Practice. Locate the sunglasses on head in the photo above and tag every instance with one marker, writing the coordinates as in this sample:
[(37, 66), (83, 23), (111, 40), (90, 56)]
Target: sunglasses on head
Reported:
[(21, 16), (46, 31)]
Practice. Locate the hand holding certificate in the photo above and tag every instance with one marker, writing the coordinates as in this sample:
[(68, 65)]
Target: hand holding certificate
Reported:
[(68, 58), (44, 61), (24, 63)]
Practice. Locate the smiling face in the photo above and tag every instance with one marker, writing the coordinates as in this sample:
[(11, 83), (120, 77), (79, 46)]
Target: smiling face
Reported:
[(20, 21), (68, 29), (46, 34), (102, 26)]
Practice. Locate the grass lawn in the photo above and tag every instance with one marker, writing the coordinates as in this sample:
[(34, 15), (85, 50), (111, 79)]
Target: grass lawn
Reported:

SET PROBLEM:
Turn every line of the entries above into a JSON list of strings, one string for each line, with any blank lines left out.

TASK ANSWER:
[
  "Practice. Locate the sunglasses on head in the photo above and tag every instance with one marker, writing the coordinates as in this sample:",
  "[(37, 66), (83, 23), (111, 40), (90, 56)]",
  "Target: sunglasses on head",
  "Reported:",
  "[(21, 16), (46, 31)]",
  "Practice. Locate the hand holding certificate in the photo above and tag every instance with one marker, writing the coordinates as in this sample:",
  "[(68, 65)]",
  "Target: hand holding certificate",
  "Reported:",
  "[(68, 58), (44, 61), (24, 63)]",
  "Practice. Locate the smiling face in the photo above and tag every instance with one marker, writing the coordinates as in this sample:",
  "[(11, 83), (120, 77), (79, 46)]",
  "Target: smiling face",
  "Reported:",
  "[(20, 21), (68, 29), (46, 34), (102, 26)]",
  "Practice. Locate the grass lawn in the photo above and tag every instance with one marker, writing the coordinates as in this sample:",
  "[(34, 15), (85, 50), (111, 79)]",
  "Target: grass lawn",
  "Reported:"
]